### THE EXERCISE
Copy the records from the line containing "around the chin?" through the line containing "287,193 -> 350,277", both included, and leave the pictures out of your answer.

### RECORDED INFORMATION
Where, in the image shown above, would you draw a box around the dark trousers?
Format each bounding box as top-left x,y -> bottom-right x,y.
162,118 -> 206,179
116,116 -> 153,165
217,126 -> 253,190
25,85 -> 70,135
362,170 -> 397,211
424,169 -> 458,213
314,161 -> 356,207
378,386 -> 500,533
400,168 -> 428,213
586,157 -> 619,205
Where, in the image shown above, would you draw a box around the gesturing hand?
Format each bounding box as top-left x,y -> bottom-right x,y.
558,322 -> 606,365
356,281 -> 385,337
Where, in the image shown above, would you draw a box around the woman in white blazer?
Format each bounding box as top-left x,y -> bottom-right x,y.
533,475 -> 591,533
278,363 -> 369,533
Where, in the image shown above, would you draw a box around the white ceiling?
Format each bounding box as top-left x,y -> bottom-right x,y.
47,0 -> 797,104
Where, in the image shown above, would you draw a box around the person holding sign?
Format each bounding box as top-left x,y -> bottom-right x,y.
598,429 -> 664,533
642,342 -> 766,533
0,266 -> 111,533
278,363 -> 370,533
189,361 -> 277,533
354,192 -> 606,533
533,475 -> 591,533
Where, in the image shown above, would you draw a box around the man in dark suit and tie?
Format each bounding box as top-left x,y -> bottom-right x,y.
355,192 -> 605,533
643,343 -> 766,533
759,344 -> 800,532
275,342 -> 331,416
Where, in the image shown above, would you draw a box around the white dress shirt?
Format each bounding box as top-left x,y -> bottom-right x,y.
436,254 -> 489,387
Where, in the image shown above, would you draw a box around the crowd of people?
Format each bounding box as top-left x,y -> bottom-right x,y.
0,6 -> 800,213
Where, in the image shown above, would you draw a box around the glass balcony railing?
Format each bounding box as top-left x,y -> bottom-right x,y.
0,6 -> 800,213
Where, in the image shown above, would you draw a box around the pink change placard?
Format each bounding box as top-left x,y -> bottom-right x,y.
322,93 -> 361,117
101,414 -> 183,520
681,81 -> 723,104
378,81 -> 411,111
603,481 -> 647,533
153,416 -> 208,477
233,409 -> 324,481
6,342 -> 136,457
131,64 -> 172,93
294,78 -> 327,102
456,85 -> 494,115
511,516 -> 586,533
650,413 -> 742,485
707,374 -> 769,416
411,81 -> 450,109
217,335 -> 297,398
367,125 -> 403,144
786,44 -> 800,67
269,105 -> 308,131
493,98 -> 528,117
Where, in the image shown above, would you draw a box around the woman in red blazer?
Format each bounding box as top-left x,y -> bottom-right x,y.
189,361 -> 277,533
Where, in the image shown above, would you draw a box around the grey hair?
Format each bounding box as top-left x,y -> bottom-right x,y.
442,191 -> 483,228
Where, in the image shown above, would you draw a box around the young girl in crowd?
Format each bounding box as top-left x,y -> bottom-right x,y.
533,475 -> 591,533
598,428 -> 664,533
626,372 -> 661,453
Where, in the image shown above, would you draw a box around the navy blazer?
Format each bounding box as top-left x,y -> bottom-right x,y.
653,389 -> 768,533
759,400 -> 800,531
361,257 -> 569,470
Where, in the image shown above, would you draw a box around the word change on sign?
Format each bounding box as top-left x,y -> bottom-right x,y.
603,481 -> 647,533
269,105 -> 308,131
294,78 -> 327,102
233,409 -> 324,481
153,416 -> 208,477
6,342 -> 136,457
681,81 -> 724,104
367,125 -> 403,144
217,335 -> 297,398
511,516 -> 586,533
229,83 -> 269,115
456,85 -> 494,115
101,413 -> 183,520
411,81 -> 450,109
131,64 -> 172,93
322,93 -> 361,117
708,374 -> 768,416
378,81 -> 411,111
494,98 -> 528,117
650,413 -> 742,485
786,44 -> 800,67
==
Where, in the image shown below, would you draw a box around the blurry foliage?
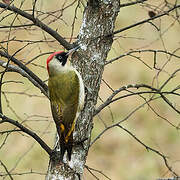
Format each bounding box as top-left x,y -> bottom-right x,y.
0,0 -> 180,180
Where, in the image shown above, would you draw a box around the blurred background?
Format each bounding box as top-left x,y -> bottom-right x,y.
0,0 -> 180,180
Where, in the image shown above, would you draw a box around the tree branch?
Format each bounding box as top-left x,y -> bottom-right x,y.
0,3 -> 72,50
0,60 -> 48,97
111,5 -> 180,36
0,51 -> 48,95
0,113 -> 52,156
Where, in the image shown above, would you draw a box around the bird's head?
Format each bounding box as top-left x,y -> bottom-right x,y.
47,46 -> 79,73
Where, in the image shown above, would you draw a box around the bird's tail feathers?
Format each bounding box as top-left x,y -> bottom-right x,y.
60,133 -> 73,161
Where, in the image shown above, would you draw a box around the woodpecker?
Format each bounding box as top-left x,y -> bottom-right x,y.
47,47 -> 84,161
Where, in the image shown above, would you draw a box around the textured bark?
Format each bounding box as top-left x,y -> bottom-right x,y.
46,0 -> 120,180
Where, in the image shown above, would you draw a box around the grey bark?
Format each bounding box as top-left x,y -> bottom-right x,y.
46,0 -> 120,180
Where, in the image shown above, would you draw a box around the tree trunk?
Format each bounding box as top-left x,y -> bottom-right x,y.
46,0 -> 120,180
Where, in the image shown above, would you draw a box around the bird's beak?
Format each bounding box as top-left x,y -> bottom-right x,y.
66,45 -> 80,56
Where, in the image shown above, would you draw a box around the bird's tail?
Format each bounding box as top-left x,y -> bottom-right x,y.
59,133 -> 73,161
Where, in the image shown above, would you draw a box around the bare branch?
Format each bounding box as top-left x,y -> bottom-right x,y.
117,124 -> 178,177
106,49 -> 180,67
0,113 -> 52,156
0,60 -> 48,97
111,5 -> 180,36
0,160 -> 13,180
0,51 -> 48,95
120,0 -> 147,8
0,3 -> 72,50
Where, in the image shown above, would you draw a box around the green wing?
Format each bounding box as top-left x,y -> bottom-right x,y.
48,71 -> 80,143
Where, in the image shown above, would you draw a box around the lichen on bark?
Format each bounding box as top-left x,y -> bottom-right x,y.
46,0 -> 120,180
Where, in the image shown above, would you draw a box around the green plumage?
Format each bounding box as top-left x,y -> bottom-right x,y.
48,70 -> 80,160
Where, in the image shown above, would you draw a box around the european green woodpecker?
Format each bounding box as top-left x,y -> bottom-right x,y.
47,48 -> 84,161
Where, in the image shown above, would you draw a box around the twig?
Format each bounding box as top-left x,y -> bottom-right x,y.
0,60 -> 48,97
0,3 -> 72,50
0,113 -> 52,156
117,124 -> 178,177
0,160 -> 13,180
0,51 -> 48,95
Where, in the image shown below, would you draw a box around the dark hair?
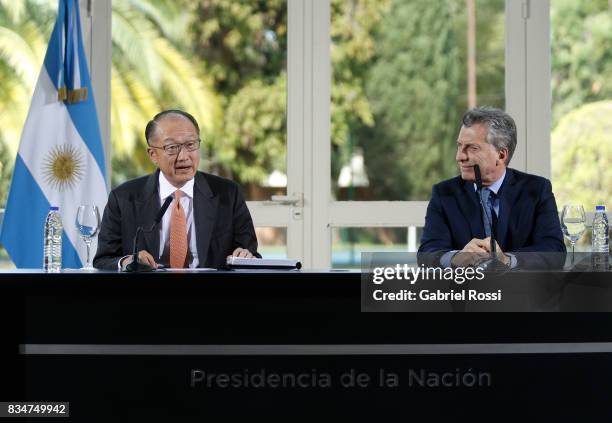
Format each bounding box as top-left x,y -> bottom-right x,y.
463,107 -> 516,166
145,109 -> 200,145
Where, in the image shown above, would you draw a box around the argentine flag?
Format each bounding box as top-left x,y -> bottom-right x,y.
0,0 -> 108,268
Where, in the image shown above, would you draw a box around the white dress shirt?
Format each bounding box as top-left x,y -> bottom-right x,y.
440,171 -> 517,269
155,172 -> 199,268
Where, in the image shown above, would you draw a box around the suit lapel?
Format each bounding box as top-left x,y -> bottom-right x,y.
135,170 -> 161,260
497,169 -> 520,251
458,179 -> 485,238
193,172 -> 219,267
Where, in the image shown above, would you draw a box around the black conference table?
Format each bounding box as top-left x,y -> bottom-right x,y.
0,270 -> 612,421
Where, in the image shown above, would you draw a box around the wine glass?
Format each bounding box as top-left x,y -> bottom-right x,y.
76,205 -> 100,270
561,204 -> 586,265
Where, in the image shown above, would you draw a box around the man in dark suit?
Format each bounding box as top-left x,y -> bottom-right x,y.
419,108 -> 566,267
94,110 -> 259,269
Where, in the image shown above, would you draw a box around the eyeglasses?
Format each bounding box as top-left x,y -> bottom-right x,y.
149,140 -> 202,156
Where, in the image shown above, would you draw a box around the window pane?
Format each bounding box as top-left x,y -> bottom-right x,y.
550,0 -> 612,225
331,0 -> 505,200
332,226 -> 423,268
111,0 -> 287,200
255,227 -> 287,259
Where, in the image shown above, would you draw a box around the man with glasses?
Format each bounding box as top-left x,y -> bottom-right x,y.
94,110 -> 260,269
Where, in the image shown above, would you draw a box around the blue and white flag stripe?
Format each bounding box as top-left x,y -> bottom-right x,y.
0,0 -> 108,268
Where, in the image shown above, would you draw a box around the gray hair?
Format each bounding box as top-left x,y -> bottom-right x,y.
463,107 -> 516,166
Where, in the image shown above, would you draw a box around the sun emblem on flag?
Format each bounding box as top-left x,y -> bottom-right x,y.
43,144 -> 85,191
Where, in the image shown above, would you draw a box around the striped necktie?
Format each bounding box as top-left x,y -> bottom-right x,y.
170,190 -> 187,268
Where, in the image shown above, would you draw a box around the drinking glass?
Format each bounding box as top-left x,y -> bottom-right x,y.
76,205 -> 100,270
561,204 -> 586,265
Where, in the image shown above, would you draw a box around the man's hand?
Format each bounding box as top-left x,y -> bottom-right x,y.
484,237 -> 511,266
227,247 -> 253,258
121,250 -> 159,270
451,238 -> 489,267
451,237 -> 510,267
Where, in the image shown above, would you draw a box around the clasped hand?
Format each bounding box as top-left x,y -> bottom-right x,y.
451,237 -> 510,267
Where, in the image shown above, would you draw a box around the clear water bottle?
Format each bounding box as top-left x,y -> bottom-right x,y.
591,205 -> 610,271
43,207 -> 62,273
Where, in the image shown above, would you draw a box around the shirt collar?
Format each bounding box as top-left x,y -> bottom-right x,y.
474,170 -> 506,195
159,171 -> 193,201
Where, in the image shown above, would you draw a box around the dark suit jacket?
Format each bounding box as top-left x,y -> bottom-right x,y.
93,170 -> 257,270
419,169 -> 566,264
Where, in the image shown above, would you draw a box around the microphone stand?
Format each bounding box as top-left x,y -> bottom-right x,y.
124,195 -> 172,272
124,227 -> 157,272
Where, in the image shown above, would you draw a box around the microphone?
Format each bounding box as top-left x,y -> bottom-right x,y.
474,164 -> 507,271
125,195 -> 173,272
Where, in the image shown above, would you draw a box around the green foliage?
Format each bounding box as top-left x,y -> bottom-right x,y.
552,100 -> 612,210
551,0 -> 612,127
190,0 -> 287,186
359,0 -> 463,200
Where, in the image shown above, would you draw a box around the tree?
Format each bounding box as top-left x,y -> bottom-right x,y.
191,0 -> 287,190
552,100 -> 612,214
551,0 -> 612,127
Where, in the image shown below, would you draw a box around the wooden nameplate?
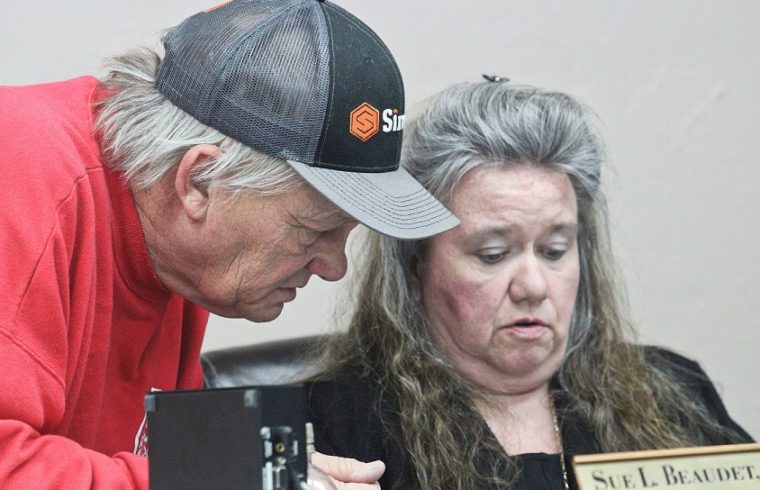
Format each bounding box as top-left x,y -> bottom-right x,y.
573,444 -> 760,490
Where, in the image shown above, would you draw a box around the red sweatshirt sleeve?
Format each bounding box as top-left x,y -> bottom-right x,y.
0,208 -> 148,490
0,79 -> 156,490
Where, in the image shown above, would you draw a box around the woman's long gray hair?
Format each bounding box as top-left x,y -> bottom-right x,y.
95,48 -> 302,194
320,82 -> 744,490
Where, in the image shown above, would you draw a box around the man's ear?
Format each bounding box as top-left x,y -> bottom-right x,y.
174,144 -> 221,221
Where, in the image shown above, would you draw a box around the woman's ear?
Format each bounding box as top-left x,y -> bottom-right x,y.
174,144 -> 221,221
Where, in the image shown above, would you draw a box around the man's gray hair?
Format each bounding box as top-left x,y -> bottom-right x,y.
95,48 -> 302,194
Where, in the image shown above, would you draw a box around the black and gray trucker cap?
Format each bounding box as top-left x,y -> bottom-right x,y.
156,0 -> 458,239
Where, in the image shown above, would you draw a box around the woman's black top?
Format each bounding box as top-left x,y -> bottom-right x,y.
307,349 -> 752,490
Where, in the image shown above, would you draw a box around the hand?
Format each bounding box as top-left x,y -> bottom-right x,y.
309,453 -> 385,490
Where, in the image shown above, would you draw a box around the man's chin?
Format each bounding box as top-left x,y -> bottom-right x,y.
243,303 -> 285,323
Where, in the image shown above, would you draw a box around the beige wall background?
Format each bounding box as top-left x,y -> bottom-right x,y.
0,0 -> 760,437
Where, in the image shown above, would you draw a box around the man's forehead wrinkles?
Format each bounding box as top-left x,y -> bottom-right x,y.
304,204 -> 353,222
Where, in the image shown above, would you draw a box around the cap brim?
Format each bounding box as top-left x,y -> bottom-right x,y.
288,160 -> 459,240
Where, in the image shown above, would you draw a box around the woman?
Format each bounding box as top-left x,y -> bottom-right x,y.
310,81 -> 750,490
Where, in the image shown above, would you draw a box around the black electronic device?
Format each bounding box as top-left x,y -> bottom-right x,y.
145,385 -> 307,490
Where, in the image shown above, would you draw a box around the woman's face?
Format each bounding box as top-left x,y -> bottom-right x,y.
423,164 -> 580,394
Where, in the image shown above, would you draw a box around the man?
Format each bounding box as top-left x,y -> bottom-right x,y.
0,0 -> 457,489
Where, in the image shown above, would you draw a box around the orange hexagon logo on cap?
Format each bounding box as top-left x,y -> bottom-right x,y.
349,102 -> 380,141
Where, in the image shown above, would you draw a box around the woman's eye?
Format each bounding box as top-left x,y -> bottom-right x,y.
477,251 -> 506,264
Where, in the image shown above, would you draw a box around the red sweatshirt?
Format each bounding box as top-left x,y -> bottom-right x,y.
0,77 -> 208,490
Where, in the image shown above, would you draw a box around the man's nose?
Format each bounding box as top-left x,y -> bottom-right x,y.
---
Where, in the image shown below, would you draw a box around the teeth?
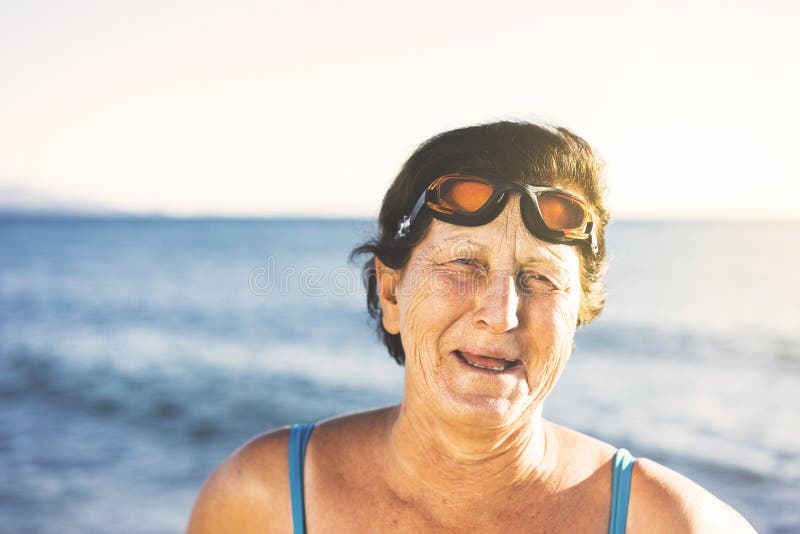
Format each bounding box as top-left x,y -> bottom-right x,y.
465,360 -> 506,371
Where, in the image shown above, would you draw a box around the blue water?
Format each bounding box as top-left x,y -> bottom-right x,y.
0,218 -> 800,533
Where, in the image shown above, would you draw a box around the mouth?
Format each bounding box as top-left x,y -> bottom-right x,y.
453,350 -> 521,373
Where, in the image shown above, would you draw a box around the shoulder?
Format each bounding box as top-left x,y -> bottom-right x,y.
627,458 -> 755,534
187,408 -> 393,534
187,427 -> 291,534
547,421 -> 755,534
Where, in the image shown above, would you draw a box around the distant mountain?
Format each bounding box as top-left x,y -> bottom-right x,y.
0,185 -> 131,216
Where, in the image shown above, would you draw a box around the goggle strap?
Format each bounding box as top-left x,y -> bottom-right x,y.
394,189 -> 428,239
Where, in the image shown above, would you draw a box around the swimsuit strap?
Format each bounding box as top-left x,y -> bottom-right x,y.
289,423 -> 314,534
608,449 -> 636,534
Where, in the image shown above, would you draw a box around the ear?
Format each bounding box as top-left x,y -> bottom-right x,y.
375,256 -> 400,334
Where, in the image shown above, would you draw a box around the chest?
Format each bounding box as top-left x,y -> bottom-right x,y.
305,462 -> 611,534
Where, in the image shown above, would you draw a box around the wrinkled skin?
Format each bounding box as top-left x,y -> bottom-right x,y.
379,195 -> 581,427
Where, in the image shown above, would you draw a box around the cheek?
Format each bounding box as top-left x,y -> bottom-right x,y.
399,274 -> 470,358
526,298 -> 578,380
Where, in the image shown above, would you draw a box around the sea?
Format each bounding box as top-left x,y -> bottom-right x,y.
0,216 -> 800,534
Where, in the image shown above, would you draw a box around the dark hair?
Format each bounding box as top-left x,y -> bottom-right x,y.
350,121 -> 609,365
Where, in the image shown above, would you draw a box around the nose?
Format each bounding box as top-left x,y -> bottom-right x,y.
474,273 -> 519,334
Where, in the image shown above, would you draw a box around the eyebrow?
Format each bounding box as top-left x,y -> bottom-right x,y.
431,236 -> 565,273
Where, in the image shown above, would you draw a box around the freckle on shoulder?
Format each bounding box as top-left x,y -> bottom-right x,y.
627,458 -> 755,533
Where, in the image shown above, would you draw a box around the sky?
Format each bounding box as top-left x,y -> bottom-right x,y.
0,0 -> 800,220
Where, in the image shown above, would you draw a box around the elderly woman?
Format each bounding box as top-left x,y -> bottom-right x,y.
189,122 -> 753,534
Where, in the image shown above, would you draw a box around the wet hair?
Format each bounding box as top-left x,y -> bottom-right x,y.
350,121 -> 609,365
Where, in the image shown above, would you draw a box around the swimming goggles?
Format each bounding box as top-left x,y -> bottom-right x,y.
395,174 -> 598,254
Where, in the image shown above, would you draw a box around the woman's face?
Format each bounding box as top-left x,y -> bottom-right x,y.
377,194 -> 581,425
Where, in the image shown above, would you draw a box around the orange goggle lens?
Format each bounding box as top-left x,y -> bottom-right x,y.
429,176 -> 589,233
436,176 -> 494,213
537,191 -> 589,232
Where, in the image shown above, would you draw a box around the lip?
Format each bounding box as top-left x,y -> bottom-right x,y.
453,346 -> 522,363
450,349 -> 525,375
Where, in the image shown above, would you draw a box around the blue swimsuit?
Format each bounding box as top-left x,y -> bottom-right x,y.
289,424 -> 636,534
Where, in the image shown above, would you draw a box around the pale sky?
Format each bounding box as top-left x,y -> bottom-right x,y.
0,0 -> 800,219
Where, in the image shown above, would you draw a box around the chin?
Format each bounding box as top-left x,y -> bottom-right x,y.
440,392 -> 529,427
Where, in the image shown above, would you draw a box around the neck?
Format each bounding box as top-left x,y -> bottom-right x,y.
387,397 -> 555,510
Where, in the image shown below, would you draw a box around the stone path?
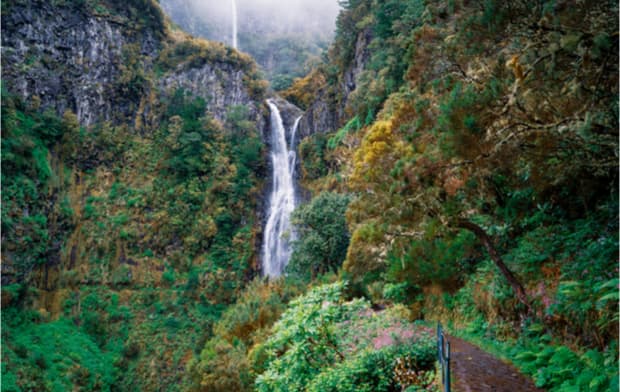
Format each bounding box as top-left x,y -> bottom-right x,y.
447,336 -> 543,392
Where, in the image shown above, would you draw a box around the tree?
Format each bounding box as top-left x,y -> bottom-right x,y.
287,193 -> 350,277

### CORRECT RESPONSE
Where, in the image shown above, would you draw a box around the chin?
Format each bounding box as top-left x,y -> bottom-right x,y.
440,392 -> 529,427
Where, in the image shown above, would you draw a box around the neck?
Format each bounding box as top-left x,y -> bottom-right x,y.
387,397 -> 555,510
Where, in the image shown below, would you draw a box around the stone path?
Format each bounding box as top-left x,y -> bottom-right x,y.
447,336 -> 543,392
Where, in the image shown above, would you draw a box around the tree?
Format each bounding box as top-left x,y -> bottom-right x,y.
287,193 -> 350,277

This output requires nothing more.